## DIRECTIONS
Reproduce the listing word for word. Skip any image.

·····

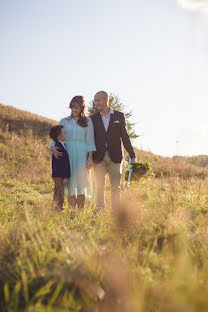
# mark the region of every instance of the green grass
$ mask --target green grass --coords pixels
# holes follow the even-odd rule
[[[105,211],[89,200],[57,213],[53,122],[0,105],[2,120],[1,312],[207,312],[207,168],[137,150],[154,176],[119,211],[107,188]]]
[[[207,186],[144,180],[115,216],[2,181],[1,311],[207,311]]]

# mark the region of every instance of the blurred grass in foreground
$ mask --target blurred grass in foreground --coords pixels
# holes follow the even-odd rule
[[[144,180],[117,217],[0,184],[1,311],[207,311],[208,180]],[[66,204],[66,203],[65,203]]]

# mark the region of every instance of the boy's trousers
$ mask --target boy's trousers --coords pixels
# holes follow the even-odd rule
[[[53,195],[53,206],[56,210],[63,209],[64,203],[64,184],[63,178],[53,178],[54,181],[54,195]]]

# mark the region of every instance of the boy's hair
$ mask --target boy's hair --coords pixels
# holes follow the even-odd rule
[[[52,140],[54,140],[55,142],[58,141],[57,138],[61,134],[61,129],[63,129],[63,127],[64,126],[62,125],[57,125],[51,128],[49,135]]]

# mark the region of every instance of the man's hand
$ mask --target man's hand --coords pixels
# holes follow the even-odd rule
[[[88,158],[87,163],[86,163],[87,169],[90,169],[92,166],[94,166],[94,162],[92,158]]]
[[[59,152],[58,149],[60,149],[59,147],[50,147],[50,150],[52,152],[52,154],[58,159],[59,156],[62,156],[62,152]]]
[[[131,162],[135,162],[135,161],[137,161],[137,158],[136,157],[132,158]]]
[[[67,178],[64,178],[63,179],[63,184],[65,185],[65,184],[67,184],[68,183],[68,179]]]

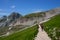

·····

## RESULT OF THE TASK
# mark the region of every instance of the green grass
$ mask --target green grass --coords pixels
# holes follow the even-odd rule
[[[105,211],[89,200],[57,213],[53,122],[0,105],[2,120],[1,312],[207,312],[207,168],[137,150],[154,176],[119,211],[107,188]]]
[[[207,186],[144,180],[115,216],[2,181],[1,311],[207,311]]]

# mark the region of every instance of the blurred grass in foreground
$ mask --target blurred grass in foreground --coords pixels
# holes follow the even-odd rule
[[[144,180],[117,217],[0,184],[1,311],[207,311],[208,180]],[[66,204],[66,203],[65,203]]]

# mark the region of every instance of the boy's trousers
$ mask --target boy's trousers --coords pixels
# holes follow the even-odd rule
[[[53,195],[53,206],[56,210],[63,209],[64,203],[64,184],[63,178],[53,178],[54,181],[54,195]]]

# mark the region of every instance of the boy's hair
$ mask --target boy's hair --coords pixels
# holes follow the even-odd rule
[[[52,140],[54,140],[55,142],[58,141],[57,138],[61,134],[61,129],[63,129],[63,127],[64,126],[62,125],[57,125],[51,128],[49,135]]]

# mark the region of every instance of the man's hand
$ mask --target man's hand --coords pixels
# holes follow the even-odd rule
[[[88,158],[87,163],[86,163],[87,169],[90,169],[92,166],[94,166],[94,162],[92,158]]]
[[[59,152],[58,149],[60,149],[59,147],[50,147],[50,150],[52,152],[52,154],[58,159],[59,156],[62,156],[62,152]]]
[[[131,162],[135,162],[135,161],[137,161],[137,158],[136,157],[132,158]]]
[[[67,178],[64,178],[63,179],[63,184],[65,185],[65,184],[67,184],[68,183],[68,179]]]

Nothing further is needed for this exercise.